• WORK TO BE COMPLETED:
Track down each line below containing the string "clicks" and copy it.

• GIVEN RECORDS:
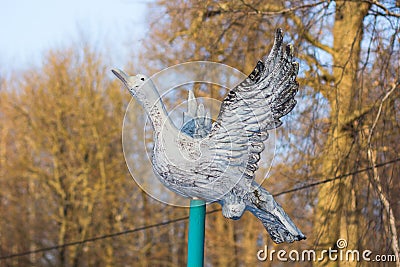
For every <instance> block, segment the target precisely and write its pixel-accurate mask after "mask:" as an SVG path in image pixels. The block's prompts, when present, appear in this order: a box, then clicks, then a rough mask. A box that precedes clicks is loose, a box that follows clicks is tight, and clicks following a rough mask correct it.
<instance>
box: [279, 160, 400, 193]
mask: <svg viewBox="0 0 400 267" xmlns="http://www.w3.org/2000/svg"><path fill="white" fill-rule="evenodd" d="M397 161H400V158H397V159H393V160H390V161H386V162H382V163H379V164H376V165H375V166H370V167H366V168H363V169H359V170H356V171H353V172H348V173H344V174H341V175H338V176H335V177H333V178H328V179H326V180H322V181H318V182H314V183H310V184H306V185H303V186H300V187H297V188H293V189H289V190H285V191H282V192H279V193H277V194H273V196H274V197H277V196H280V195H285V194H288V193H293V192H296V191H300V190H304V189H307V188H310V187H314V186H318V185H321V184H326V183H329V182H332V181H335V180H339V179H342V178H345V177H349V176H352V175H354V174H358V173H361V172H366V171H369V170H372V169H373V168H379V167H383V166H385V165H389V164H392V163H395V162H397Z"/></svg>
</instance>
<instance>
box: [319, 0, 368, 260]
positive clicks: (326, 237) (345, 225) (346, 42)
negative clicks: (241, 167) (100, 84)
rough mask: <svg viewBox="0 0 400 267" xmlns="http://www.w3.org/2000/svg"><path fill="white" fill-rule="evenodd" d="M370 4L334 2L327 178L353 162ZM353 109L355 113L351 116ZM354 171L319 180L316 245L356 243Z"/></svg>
mask: <svg viewBox="0 0 400 267" xmlns="http://www.w3.org/2000/svg"><path fill="white" fill-rule="evenodd" d="M369 7H370V5H369V4H367V3H358V2H347V1H344V2H336V13H335V22H334V27H333V31H332V33H333V38H334V44H333V51H334V54H333V55H332V56H333V65H334V68H333V76H334V80H335V86H334V87H333V88H332V89H331V92H329V93H328V95H327V97H328V100H329V102H330V106H331V113H330V123H331V130H330V135H329V138H328V140H327V143H326V148H325V153H326V155H325V157H324V161H323V165H322V168H323V173H324V174H325V178H331V177H335V176H339V175H343V174H345V173H348V172H349V171H351V170H352V169H353V166H352V163H353V161H352V157H351V155H352V151H351V148H352V144H353V134H352V132H351V127H349V122H348V118H349V117H354V113H355V112H356V110H355V109H354V102H353V101H354V98H355V93H356V89H357V86H358V84H357V69H358V64H359V60H360V46H361V41H362V36H363V20H364V17H365V16H366V14H367V12H368V9H369ZM352 115H353V116H352ZM352 183H353V179H352V177H345V178H343V179H341V180H339V181H338V182H334V183H326V184H324V185H322V186H321V188H320V191H319V194H318V205H317V208H316V216H315V218H316V224H315V231H316V237H317V239H316V246H317V248H318V249H329V248H330V247H331V248H337V244H336V242H337V240H338V239H340V238H342V239H345V240H346V241H347V248H348V249H357V247H358V246H357V243H358V236H359V235H358V222H357V220H358V217H359V216H360V213H359V212H358V211H357V208H356V192H355V189H354V187H353V185H352ZM353 265H354V266H355V265H356V262H347V261H330V262H327V266H353Z"/></svg>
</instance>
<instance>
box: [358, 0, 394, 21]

• EXERCISE RESPONSE:
For every <instance> block, segment the target precisely and write its pixel-accurate mask after "mask:" as an SVG path in image pixels. The block's prompts, when present, appear in this order: a box, then clicks, then a rough mask. A box that precedes clicks is loose, a box that follows clicks is tight, and clicks following a rough mask correct it.
positive clicks: (326, 237) (345, 225) (346, 42)
negative clicks: (241, 167) (100, 84)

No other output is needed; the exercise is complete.